_EXERCISE PROMPT_
Each of the records below must be reproduced exactly.

** PROVIDED INFORMATION follows **

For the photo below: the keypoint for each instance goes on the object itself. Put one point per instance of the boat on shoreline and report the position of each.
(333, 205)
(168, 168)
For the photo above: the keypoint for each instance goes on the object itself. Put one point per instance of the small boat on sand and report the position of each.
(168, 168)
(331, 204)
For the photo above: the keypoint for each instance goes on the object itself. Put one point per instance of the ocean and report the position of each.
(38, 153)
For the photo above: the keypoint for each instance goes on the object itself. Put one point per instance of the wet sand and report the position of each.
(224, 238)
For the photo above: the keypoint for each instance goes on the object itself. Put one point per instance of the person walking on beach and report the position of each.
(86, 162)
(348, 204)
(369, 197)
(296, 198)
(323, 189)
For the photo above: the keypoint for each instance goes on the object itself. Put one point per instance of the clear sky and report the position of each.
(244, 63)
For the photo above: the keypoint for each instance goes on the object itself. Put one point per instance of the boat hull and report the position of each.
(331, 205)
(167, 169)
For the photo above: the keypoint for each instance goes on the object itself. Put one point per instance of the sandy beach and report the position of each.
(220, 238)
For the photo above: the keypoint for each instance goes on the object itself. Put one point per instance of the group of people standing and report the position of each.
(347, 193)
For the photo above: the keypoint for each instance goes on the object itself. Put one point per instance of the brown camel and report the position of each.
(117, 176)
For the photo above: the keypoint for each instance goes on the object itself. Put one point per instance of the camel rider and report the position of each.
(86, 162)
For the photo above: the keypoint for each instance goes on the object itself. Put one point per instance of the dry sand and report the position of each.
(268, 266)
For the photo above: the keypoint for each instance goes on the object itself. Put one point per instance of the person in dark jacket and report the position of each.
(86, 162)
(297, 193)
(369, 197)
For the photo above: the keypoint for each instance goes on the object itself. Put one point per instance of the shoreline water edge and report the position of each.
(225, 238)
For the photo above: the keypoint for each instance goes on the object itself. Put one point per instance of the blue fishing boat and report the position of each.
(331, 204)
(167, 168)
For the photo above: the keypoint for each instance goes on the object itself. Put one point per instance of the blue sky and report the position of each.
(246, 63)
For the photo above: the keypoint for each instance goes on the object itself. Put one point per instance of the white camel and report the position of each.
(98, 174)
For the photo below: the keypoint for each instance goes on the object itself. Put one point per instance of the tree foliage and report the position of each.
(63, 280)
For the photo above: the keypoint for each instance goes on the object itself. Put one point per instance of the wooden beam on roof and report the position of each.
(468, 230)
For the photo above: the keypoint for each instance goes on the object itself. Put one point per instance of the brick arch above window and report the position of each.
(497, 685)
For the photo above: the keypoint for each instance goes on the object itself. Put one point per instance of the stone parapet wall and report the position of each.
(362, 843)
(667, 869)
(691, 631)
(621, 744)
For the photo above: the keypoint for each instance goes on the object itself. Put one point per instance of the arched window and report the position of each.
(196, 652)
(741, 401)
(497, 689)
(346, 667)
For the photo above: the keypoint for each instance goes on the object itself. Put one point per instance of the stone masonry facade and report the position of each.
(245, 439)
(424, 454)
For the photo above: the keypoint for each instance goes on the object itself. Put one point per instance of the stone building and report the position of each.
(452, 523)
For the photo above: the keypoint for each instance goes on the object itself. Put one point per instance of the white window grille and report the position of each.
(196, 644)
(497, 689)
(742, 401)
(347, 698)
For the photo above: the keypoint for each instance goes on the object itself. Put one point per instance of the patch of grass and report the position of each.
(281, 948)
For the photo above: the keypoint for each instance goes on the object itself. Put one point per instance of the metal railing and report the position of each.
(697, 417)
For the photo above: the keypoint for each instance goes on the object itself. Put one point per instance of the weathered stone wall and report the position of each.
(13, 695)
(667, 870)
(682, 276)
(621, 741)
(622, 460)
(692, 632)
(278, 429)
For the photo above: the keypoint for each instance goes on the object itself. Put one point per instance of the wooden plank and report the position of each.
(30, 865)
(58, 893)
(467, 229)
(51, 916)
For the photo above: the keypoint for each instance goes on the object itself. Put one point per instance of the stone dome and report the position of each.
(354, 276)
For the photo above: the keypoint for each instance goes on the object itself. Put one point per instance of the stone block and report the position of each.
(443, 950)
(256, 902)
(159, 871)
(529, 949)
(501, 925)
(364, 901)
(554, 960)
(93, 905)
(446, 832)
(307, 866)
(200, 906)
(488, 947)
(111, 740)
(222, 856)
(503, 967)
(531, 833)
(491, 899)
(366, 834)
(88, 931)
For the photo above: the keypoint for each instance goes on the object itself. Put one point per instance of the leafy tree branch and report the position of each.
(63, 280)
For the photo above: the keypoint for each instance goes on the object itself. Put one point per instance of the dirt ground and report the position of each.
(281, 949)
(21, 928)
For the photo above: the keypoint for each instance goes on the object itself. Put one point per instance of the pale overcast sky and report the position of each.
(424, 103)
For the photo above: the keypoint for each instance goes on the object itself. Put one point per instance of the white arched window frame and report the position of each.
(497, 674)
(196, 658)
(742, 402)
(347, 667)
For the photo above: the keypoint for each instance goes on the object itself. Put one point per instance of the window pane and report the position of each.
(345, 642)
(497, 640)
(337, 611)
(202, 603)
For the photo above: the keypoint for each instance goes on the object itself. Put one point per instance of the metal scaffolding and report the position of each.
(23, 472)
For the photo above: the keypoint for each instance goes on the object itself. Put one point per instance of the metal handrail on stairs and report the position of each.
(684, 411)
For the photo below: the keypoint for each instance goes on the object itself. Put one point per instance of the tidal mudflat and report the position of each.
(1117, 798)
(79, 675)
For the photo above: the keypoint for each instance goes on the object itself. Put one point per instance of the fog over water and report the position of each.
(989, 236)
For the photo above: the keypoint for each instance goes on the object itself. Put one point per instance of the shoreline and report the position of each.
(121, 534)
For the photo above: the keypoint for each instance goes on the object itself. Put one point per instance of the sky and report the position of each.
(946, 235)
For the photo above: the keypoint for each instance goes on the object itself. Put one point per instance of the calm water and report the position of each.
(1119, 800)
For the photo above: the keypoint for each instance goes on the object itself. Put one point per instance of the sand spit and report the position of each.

** End of PROVIDED INFORMATION **

_REPLY_
For the photo below: the keypoint for each instance goes on the object itself. Put one point per instance of the boat on shoreline and report the position of each.
(333, 205)
(168, 168)
For the photo above: the keypoint for each instance goes on the object itself. Put one point per instance of the small boat on sand and report the position of each.
(168, 168)
(331, 204)
For the photo above: the keypoint for each instance goes on the object itself. Put one point per instance of the ocean and report the position of each.
(38, 153)
For the photo above: the keypoint for each instance goes on the object itself. Put one point per instance of the wet sand and report the position of each.
(224, 238)
For the photo above: the keypoint for each instance goes on the object itself. Put one point per instance of the person walking on beach and report the position of each.
(86, 162)
(348, 204)
(369, 197)
(296, 198)
(323, 189)
For the photo above: the keypoint for each instance goes on the object itself. Put one point per instance of the clear sky and report the position of each.
(244, 63)
For the photo above: the keypoint for each instance goes on the object itself. Put one point per instance of the boat hull and report the position of each.
(331, 205)
(167, 169)
For the photo above: the keypoint for each instance goes on the object itself. Put one point per instance of the sandy beach and report the position of each.
(220, 238)
For the photo above: the keypoint for each instance goes on the object itself. Put one point per instance of the group of people standing and report the position of each.
(347, 193)
For the photo above: the keypoint for each instance goes on the object itself. Put one point per instance of the brown camel and report the position of each.
(117, 176)
For the photo above: the keypoint for each instance goes on the object itself. Put one point per instance of the camel rider and report the position of each.
(86, 162)
For the photo above: the keypoint for each instance goes on the object itself. Put one point per instance of the dry sand and report the position of each.
(268, 266)
For the photo above: the keypoint for each instance goes on the object itself. Put one point per instance of the person in dark jacket and report the position of each.
(86, 162)
(297, 193)
(369, 197)
For the photo above: the keypoint for each instance goes on the object itself. Put one point per instance of the shoreline water edge and report the position of each.
(225, 238)
For the photo above: the keypoint for each instance goes on the object itself. Put one point per instance of the blue fishing boat and report the position of each.
(331, 204)
(167, 168)
For the photo above: the keypoint for each instance goes on the object itself. Put one point per instance of the blue sky and report the position of each.
(246, 63)
For the photo above: the keypoint for each instance goes on the object itself. Put one point per instance of the white camel and report the position of each.
(98, 174)
For the photo below: the keypoint for each instance goes on the object itself. Put one point per instance of the tree foliage and report the position of each.
(63, 280)
For the photo above: the keypoint for each instance goes on the object itself. Put one point per instance of the wooden beam on roof and report the position of each.
(468, 230)
For the photo above: the keypoint for each instance goes on the object itself. Put one point per instance of the brick arch above window and report the position of each.
(497, 685)
For the photo above: the keypoint for each instance goes on the object itself. Put one point per instance of the stone parapet wall and report the position of each.
(362, 843)
(667, 869)
(691, 631)
(621, 744)
For the photo above: the keypoint for each instance goes on the object itself. Put one point per instance of the arched window and report the position of each.
(196, 652)
(741, 401)
(497, 689)
(346, 667)
For the photo above: the keypoint for each instance goes on the object itself. Put one point per instance of the stone masonry facade and report the position of each.
(245, 439)
(424, 454)
For the photo above: the keypoint for each instance goes on the object itself. Put one point per instance of the stone building and report the position of each.
(452, 523)
For the photo above: the keypoint for each instance goes on the object itself. Put one point per instance of the white window grille and report the position of each.
(196, 644)
(497, 689)
(742, 401)
(347, 698)
For the photo above: the keypoint for each instance goes on the object itself. Put one point per instance of the patch of grass and report the position of each.
(281, 948)
For the photo above: the keypoint for each instance goes on the object itself. Put one point per instance of the metal railing and report the position of each.
(697, 417)
For the photo above: the keypoint for each instance goes on the object itself. Put one point per instance of the weathered stone wall and report the position of each.
(13, 695)
(667, 870)
(682, 276)
(621, 741)
(622, 460)
(692, 632)
(278, 429)
For the photo above: the keypoint for each instance goes on the object itself. Put one point per instance of the wooden plank and report the position of each.
(30, 865)
(58, 893)
(467, 229)
(51, 916)
For the photo above: the keypoint for each instance goes on the object itself. Put one point per instance of the stone dome and report the position of each.
(354, 276)
For the photo above: the keypoint for each instance goes on the object itself. Put one point per instance of the stone block and report the position of each.
(443, 950)
(256, 902)
(159, 871)
(529, 949)
(501, 925)
(364, 901)
(554, 960)
(93, 905)
(446, 832)
(307, 866)
(200, 906)
(488, 947)
(111, 740)
(222, 856)
(503, 967)
(531, 833)
(491, 899)
(366, 834)
(88, 931)
For the photo above: the keypoint for each instance goes on the object itself. Put one point per instance of the leafy tree branch and report the position of each.
(63, 280)
For the photo above: the keypoint for each instance goes on the object itself. Put one point per instance of the dirt ground and report the position of each.
(281, 949)
(21, 928)
For the photo above: the keypoint for each instance goes on the object itself. Put one point per instance of the pale overcast sky and report the position of each.
(424, 103)
For the photo above: the keypoint for each instance goes on the object itself. Put one point per instance of the white arched window frame and report the position of each.
(497, 674)
(196, 658)
(742, 402)
(347, 667)
For the photo above: the keypoint for each instance goes on the object itself. Put one point per instance of the window pane and report the position of each.
(345, 642)
(497, 640)
(337, 611)
(202, 603)
For the photo above: the keypoint for each instance goes on the object itself. Put one point per instance of the metal scaffolding and report the position of each.
(23, 472)
For the photo above: the keypoint for each instance goes on the object itself. Put one point per instance of the metal handrail on stairs and report the position of each.
(684, 411)
For the photo below: the keypoint for each instance goes on the object itself. Put one point per instance of the tidal mudflat and report the position of each.
(1117, 798)
(79, 675)
For the photo above: the keypoint for each instance goes on the object itself. Put one point per instance of the fog over water and report the position of each.
(989, 236)
For the photo above: the keypoint for each instance goes on the object itself. Put one point per instance of the shoreline and report the position of each.
(121, 534)
For the photo above: the keypoint for each instance goes on the object itself. Put one point per instance of the sky and report the position of each.
(946, 235)
For the photo above: the keypoint for each instance goes on the object itself. Put one point per instance of the calm water and report the position of each.
(1119, 800)
For the photo above: the keypoint for each instance goes on the object itself. Put one point per instance of the sand spit and report the position of each.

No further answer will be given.